+++ The input +++
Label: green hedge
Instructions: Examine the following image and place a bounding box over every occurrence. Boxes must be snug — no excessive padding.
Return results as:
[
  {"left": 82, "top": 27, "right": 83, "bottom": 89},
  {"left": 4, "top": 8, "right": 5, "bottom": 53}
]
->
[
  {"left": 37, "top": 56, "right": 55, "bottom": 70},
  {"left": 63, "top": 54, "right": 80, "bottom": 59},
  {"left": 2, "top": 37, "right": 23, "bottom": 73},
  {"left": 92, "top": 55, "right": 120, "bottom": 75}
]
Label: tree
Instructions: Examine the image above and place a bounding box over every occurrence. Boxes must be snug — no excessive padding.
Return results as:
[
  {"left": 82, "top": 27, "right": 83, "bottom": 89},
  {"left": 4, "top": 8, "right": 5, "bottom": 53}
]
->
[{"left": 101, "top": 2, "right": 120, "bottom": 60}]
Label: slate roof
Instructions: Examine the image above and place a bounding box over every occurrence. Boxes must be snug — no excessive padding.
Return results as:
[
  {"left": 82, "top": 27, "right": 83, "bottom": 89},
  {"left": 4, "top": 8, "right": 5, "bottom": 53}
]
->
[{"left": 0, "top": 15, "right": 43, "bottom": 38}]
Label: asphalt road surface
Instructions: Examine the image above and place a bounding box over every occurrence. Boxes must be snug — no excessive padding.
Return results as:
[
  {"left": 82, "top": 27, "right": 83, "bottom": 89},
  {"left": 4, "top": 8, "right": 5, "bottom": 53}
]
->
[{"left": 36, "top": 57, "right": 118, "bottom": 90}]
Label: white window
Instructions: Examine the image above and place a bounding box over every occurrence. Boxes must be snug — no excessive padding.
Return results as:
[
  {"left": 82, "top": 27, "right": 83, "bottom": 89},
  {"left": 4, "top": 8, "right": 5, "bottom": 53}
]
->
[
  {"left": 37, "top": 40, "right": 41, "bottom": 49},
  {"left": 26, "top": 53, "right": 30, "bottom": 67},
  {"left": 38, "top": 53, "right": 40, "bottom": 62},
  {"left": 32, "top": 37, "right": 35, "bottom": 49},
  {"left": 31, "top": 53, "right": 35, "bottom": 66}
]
+++
Task statement >>
Rewrite the listing above, changing every "snug" to "tight" and leaving everything else the same.

The solution >>
Label: green hedge
Instructions: Examine the following image and place a bounding box over every occurrence. Boxes must be tight — no excessive padding.
Return results as:
[
  {"left": 82, "top": 27, "right": 83, "bottom": 89},
  {"left": 4, "top": 8, "right": 5, "bottom": 53}
]
->
[
  {"left": 37, "top": 56, "right": 55, "bottom": 70},
  {"left": 63, "top": 54, "right": 80, "bottom": 59},
  {"left": 2, "top": 37, "right": 23, "bottom": 73},
  {"left": 92, "top": 55, "right": 120, "bottom": 75}
]
Label: tree
Instructions: Examine the image above and place a bounding box over every occurrence. Boxes must be tight — no excessive padding.
Return results as:
[
  {"left": 82, "top": 27, "right": 83, "bottom": 89},
  {"left": 4, "top": 8, "right": 5, "bottom": 53}
]
->
[{"left": 101, "top": 2, "right": 120, "bottom": 60}]
Label: slate roof
Instructions: Examine the image above and place a bounding box over every occurrence. Boxes must be tight — no excessive padding.
Return results as:
[
  {"left": 82, "top": 27, "right": 83, "bottom": 89},
  {"left": 4, "top": 8, "right": 5, "bottom": 53}
]
->
[{"left": 0, "top": 15, "right": 43, "bottom": 38}]
Label: asphalt road surface
Instructions: Examine the image above and place a bounding box over every occurrence. Boxes must be tight — no excessive padding.
Return results as:
[
  {"left": 82, "top": 27, "right": 83, "bottom": 89},
  {"left": 4, "top": 8, "right": 5, "bottom": 53}
]
->
[{"left": 36, "top": 57, "right": 118, "bottom": 90}]
Label: white window
Instructions: Examine the image above and place a bounding box over every occurrence. Boxes must be tight — no excessive padding.
Return results as:
[
  {"left": 82, "top": 27, "right": 83, "bottom": 89},
  {"left": 4, "top": 8, "right": 5, "bottom": 53}
]
->
[
  {"left": 37, "top": 40, "right": 41, "bottom": 49},
  {"left": 26, "top": 53, "right": 30, "bottom": 67},
  {"left": 38, "top": 53, "right": 40, "bottom": 62},
  {"left": 32, "top": 37, "right": 35, "bottom": 49},
  {"left": 31, "top": 53, "right": 35, "bottom": 66}
]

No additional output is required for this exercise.